Exercise objective:
The required output is the line that contains "Point to the white wall" plus every line after it in the listing below, copied exactly as it appears.

Supplied data:
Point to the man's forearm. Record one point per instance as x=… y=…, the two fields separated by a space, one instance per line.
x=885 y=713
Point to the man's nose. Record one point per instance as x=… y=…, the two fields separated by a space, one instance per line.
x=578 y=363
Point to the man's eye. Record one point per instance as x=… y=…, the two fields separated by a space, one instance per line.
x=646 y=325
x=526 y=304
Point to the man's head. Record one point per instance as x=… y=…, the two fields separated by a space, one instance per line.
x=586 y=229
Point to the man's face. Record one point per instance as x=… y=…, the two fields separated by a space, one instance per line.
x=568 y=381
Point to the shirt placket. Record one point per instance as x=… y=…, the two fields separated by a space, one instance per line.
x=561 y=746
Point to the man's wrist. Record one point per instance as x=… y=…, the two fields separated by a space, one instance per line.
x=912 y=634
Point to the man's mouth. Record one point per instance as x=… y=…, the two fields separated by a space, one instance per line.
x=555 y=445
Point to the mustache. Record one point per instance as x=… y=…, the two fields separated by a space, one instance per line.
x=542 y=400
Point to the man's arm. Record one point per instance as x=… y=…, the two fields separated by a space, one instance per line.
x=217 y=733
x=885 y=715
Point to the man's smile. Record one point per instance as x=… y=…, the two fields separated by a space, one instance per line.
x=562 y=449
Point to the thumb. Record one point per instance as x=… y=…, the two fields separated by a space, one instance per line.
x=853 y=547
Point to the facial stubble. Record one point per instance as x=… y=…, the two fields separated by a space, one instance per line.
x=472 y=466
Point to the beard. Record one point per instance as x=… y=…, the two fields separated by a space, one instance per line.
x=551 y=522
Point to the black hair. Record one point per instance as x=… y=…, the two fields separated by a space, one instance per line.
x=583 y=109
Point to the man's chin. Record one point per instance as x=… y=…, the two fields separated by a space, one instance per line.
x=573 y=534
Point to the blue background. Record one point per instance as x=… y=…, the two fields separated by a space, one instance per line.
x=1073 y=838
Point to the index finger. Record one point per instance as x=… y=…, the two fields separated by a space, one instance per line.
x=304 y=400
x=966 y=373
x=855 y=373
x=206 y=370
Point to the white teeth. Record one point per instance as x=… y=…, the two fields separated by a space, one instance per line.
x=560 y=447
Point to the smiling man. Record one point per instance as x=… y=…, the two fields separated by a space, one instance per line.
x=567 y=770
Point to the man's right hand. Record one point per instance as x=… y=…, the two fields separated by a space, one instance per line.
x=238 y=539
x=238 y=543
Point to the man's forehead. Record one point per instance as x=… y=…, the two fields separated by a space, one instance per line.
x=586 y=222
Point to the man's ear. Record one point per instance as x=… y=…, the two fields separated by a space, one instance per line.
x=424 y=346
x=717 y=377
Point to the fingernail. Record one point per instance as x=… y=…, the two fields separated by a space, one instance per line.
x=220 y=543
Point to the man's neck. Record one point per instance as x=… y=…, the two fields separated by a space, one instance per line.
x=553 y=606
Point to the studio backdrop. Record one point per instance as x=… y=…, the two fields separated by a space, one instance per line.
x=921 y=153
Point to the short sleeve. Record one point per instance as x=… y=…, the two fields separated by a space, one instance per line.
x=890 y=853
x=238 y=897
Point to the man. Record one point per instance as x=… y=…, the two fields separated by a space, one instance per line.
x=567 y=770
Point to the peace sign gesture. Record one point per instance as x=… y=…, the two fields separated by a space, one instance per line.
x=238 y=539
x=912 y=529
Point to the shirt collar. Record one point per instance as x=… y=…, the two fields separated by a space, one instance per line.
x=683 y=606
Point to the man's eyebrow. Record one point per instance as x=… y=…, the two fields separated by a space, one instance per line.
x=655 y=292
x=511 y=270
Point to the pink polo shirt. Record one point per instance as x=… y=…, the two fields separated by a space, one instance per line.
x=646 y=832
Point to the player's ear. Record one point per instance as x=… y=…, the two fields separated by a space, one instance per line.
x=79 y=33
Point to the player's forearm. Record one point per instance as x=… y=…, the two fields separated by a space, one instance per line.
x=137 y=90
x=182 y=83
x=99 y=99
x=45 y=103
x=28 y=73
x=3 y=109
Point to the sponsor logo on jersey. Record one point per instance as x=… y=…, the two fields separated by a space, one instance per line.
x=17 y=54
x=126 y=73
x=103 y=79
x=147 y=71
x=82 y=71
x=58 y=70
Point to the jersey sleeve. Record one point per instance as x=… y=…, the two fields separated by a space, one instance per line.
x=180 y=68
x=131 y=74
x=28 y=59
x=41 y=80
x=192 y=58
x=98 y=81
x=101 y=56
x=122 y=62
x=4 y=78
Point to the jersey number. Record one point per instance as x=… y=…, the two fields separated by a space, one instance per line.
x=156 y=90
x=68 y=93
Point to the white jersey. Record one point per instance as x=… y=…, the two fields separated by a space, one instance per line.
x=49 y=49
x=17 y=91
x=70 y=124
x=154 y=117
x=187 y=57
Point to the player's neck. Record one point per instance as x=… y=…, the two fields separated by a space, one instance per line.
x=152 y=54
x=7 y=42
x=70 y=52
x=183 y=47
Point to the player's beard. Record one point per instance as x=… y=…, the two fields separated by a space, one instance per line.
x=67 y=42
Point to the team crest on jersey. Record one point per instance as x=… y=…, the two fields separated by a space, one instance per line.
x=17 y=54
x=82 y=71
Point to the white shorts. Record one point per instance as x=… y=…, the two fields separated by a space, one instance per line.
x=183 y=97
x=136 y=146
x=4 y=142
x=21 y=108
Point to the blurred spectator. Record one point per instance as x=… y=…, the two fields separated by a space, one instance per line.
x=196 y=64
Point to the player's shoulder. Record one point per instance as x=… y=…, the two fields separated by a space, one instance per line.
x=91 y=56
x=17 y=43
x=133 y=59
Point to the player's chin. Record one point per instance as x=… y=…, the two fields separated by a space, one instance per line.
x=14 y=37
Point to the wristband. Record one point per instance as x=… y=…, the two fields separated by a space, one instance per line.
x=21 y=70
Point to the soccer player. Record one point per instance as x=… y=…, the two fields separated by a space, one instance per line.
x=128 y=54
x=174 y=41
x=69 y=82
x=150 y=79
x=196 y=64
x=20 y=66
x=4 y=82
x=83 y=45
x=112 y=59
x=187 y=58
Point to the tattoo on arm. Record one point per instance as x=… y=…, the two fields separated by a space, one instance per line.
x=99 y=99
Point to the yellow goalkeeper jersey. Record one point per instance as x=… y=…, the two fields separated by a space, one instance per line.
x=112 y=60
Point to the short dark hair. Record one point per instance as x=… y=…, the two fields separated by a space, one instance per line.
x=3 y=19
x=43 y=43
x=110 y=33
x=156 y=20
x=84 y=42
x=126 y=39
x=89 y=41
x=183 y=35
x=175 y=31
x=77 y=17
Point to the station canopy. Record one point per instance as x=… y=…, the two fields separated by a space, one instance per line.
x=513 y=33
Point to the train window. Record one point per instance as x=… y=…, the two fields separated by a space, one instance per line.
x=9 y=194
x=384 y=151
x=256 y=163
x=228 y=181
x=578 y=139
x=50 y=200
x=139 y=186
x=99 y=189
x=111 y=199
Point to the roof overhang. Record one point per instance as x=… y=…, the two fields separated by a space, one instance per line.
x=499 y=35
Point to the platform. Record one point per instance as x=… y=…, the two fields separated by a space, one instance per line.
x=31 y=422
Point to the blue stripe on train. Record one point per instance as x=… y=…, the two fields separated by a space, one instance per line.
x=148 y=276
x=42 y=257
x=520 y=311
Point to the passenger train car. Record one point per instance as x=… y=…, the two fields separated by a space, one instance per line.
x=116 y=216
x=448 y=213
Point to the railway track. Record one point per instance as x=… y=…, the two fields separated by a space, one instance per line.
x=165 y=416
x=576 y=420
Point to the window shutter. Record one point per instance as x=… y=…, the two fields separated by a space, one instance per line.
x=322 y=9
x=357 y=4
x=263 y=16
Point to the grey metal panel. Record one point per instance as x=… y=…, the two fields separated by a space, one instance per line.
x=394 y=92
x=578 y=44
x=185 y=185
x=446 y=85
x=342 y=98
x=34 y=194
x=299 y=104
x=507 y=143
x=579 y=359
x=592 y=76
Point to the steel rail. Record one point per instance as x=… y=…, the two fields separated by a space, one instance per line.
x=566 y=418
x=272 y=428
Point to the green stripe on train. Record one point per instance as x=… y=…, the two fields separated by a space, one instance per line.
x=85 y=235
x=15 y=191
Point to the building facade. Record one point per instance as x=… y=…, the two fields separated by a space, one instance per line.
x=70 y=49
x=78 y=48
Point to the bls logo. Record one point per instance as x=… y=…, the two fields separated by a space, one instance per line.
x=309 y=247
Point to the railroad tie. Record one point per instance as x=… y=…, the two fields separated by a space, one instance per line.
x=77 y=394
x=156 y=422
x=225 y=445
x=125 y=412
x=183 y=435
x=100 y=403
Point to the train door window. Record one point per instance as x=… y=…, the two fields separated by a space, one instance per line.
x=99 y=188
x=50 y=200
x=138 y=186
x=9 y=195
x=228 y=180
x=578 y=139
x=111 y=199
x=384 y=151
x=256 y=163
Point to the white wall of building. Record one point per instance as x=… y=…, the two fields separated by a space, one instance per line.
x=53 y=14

Answer for the task:
Point to the white wall of building. Record one point per instance as x=… y=…, the two fields separated by a space, one instance per line.
x=53 y=14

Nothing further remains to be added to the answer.